### OBJECTIVE 1
Reproduce the passage of the review of I am Mixed starting with "Along with the" and going on through "text or illustrations.".
### OBJECTIVE 2
Name every person the review of I am Mixed credits as an author or the illustrator of the book.
### OBJECTIVE 3
Answer these questions from the review of I am Mixed:
(a) How many pages does the book have?
(b) What are the names of the twins at the center of the book?
(c) How does the text emphasize some words?

### EXTRACTED TEXT
────────────────────

I am Mixed


Authors: Garcelle Beauvais & Sebastian A. Jones

Illustrator: James C. Webster

Publisher and Year: Stranger Comics 2013

Number of pages: 36

Genre: Picture Book


I am Mixed is a short picture book centered around two children, Nia and Jay, who are twins. The book depicts the twins with different skin tones and hair color. It starts out with Nia talking about how because she is mixed she is different than most people, even her own brother. Nia goes on to say that she loves who she is and is proud to be mixed. The book then shows Nia with her mother who is telling Nia how much she loves her. The same thing repeats with Jay and their father. The book ends with the phrase, “I am mixed,” and shows Nia and Jay smiling happily.


The illustrations in I am Mixed are colorful, bright, and inviting. Throughout the book, there are many pages that contrast with each other and reflect the texts meaning. While the texting is talking about the diversity of biracial or multiracial children, the illustrations are representing different cultures. On every page, Nia and Jay are smiling largely and appear to be very happy with their family and their culture. Having the Nia and Jay smile throughout the book shows that this book is geared towards encouraging biracial and multiracial children to be confident in themselves and their culture. While the drawings lean towards being cartoonish and inviting, on several pages, the smiles that Nia and Jay have seem a little unsettling. This may not be picked up by children but as an adult, some of the pictures seem a little too happy for the context.


Along with the pictures in the book, the text is very kid friendly and easy to see and read. The text has a short flow to it and physically some words are emphasized through different colors of font. This text is potentially entertaining to children because it rhymes and has little text on each page and draws the attention to the illustrations. The text and the illustrations work in tandem to create a cohesive story that would be incomplete without the text or illustrations.


Overall, I am Mixed is a great source of empowerment for biracial and multiracial children. It discusses the experience of biracial and multiracial children in school and in their family lives. This book can serve as positive representation for biracial and multiracial children. It can also help non-biracial children learn about biracial children and the cut down on common stereotypes biracial and multiracial children face.

────────────────────

### GIVEN DATA

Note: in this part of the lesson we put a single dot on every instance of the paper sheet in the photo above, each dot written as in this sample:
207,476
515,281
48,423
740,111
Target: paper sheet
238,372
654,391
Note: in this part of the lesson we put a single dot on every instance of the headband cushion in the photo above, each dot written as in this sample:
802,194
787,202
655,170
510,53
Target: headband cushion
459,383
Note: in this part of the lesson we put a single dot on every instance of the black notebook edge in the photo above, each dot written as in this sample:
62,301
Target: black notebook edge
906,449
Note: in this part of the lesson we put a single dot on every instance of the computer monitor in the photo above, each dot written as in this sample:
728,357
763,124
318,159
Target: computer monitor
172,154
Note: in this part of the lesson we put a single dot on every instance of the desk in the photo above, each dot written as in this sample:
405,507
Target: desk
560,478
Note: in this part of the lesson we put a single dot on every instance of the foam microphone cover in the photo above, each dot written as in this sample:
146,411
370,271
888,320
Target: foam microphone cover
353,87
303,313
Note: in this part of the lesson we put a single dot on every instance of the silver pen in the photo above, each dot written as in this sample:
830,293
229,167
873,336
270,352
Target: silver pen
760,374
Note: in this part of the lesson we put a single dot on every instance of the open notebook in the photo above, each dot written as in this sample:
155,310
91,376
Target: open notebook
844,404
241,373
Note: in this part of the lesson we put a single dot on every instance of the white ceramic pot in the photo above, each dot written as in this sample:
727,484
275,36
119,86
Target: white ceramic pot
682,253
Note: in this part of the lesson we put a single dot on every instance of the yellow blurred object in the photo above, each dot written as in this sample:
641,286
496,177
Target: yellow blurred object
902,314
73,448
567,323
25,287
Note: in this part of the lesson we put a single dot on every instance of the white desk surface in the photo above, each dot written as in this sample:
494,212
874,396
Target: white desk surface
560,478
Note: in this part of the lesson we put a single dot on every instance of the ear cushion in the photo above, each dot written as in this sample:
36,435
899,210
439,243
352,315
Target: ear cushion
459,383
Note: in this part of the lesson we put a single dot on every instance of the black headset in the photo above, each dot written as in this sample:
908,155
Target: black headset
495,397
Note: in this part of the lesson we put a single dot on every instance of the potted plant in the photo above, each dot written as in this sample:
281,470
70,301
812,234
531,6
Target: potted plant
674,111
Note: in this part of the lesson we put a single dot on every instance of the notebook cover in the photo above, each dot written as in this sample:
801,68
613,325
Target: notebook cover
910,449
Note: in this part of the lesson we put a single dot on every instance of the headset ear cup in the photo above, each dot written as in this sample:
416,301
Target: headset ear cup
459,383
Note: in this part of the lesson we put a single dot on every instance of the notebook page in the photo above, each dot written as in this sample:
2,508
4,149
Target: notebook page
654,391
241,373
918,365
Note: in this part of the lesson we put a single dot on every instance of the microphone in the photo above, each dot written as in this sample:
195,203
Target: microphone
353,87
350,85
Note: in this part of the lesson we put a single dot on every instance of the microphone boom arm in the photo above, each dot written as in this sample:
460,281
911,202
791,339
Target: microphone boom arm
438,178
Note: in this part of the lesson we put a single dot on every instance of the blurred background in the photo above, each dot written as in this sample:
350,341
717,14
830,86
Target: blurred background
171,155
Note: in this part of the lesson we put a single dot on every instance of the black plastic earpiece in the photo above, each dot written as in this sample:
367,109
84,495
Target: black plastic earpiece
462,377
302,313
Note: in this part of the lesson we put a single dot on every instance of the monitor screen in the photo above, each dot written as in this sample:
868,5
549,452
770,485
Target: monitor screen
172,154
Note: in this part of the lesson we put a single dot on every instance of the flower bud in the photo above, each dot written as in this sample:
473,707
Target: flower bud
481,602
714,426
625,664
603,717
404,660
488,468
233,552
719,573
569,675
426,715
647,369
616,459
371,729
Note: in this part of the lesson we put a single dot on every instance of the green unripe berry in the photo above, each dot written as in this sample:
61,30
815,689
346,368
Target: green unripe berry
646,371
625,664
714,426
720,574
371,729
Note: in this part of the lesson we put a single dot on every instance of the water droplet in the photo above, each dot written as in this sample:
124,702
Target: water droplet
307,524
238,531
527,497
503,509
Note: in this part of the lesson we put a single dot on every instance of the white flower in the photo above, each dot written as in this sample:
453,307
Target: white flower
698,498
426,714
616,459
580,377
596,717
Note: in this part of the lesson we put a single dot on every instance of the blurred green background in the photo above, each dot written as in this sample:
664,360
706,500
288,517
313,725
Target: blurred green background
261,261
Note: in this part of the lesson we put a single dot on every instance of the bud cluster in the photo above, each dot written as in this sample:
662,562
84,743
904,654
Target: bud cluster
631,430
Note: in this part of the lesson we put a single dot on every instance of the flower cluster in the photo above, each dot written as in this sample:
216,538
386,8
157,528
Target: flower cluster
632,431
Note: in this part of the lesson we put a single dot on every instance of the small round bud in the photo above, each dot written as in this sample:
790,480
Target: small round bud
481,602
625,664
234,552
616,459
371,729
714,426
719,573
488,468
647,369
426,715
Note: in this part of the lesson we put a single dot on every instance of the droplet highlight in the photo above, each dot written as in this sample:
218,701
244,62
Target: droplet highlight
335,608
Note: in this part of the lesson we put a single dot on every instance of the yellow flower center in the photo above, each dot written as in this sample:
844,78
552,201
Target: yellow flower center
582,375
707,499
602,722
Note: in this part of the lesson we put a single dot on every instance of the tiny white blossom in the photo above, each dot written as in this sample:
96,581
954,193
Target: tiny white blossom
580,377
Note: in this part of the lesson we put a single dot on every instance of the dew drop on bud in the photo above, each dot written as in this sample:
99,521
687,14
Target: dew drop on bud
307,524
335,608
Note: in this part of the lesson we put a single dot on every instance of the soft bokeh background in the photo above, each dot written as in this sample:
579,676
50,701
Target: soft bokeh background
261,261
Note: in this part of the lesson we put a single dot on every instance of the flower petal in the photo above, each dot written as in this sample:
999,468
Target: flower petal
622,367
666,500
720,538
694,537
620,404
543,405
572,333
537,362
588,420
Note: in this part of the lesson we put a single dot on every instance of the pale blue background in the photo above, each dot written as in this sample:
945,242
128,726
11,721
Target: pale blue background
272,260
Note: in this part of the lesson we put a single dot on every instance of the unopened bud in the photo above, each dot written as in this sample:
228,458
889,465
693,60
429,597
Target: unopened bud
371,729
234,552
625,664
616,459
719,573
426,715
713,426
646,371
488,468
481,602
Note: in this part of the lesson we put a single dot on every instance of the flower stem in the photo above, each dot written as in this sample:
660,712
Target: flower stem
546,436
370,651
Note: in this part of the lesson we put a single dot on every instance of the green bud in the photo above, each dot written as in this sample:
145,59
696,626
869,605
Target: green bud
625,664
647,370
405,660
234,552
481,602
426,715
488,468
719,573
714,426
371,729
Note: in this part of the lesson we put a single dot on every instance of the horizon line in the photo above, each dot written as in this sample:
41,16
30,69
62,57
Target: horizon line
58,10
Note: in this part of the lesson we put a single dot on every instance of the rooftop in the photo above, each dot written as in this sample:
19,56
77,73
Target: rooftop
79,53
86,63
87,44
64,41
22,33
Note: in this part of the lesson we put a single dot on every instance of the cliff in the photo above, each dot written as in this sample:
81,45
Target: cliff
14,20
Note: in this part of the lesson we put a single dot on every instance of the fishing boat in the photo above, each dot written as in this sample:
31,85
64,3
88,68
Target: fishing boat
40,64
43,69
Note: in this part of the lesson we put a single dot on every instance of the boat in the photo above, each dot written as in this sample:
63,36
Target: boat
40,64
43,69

────────────────────

### EXPECTED OUTPUT 1
Along with the pictures in the book, the text is very kid friendly and easy to see and read. The text has a short flow to it and physically some words are emphasized through different colors of font. This text is potentially entertaining to children because it rhymes and has little text on each page and draws the attention to the illustrations. The text and the illustrations work in tandem to create a cohesive story that would be incomplete without the text or illustrations.

### EXPECTED OUTPUT 2
Garcelle Beauvais
Sebastian A. Jones
James C. Webster

### EXPECTED OUTPUT 3
(a) 36
(b) Nia and Jay
(c) Through different colors of font